Part of a data file:
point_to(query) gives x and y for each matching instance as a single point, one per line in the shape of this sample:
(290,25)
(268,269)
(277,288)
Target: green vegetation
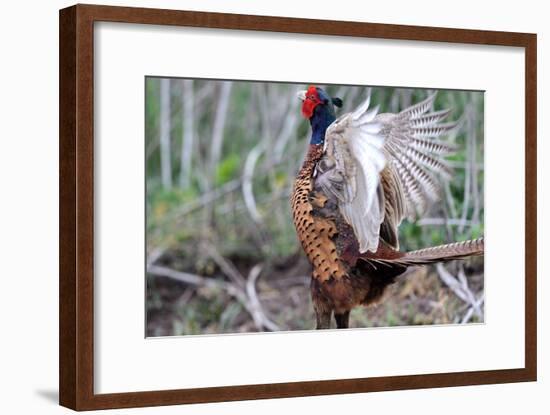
(220,162)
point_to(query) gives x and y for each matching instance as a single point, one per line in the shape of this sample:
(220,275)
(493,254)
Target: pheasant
(362,175)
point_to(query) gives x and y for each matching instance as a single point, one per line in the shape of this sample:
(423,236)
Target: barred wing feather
(381,167)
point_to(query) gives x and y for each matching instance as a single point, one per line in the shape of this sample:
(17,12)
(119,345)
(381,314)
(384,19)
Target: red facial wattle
(310,102)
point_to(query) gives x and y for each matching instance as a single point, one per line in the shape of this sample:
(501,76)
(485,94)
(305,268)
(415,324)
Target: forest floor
(419,297)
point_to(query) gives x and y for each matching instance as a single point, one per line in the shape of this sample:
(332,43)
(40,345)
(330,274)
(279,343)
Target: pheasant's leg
(342,320)
(323,318)
(323,309)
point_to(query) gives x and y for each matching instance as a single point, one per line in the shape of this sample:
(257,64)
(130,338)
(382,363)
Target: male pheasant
(363,173)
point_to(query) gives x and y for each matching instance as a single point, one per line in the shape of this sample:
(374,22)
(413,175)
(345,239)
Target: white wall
(28,208)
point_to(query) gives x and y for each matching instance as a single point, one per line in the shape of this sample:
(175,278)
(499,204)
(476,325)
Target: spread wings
(382,167)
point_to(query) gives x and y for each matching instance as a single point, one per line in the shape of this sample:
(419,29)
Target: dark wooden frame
(76,155)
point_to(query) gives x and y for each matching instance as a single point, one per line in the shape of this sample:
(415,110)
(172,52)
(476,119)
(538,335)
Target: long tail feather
(448,252)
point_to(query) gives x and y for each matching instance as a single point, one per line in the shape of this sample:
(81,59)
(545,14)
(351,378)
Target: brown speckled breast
(314,232)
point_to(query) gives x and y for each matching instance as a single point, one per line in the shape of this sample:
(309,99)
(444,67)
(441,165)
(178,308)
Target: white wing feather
(357,148)
(361,144)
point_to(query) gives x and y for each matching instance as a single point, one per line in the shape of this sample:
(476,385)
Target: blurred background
(222,252)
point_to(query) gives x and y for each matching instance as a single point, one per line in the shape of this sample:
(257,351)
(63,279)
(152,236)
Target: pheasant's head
(318,108)
(314,97)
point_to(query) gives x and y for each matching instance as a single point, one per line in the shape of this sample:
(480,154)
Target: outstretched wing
(380,168)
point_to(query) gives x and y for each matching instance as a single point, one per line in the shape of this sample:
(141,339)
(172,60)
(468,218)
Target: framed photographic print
(257,207)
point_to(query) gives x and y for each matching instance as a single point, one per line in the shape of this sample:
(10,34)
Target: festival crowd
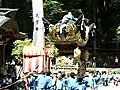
(60,81)
(91,80)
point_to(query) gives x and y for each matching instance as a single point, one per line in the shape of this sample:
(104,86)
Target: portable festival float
(65,42)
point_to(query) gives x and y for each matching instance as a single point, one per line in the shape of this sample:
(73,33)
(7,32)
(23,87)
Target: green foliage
(18,49)
(118,34)
(51,9)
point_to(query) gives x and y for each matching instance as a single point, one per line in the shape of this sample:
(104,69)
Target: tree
(52,10)
(18,49)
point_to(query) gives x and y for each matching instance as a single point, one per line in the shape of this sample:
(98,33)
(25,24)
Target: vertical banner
(38,31)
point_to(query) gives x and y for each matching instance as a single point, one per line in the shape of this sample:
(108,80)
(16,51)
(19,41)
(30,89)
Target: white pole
(38,31)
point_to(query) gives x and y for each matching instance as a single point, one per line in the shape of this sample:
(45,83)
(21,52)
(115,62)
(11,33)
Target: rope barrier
(20,80)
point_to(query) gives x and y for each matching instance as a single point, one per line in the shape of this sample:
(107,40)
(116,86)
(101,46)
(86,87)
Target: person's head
(72,75)
(48,73)
(59,75)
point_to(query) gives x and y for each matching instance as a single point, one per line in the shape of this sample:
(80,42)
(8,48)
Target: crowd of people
(60,81)
(91,80)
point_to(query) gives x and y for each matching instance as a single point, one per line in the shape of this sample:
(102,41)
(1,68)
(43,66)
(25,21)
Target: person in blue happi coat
(89,80)
(72,82)
(48,81)
(31,82)
(59,82)
(81,84)
(40,81)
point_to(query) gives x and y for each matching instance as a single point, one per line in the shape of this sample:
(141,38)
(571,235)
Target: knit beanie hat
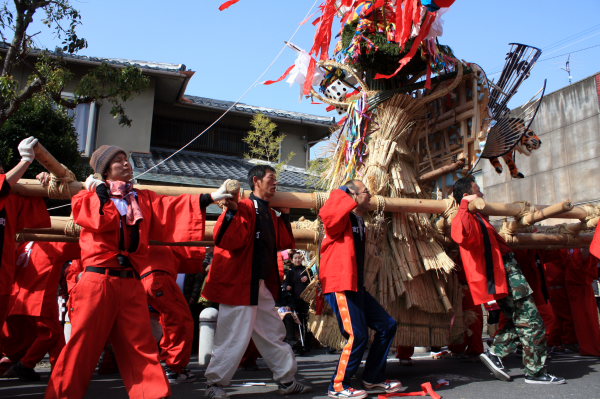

What is being asked — List each line of the records above that contains the string "green".

Solution below —
Target: green vegetation
Target: green foliage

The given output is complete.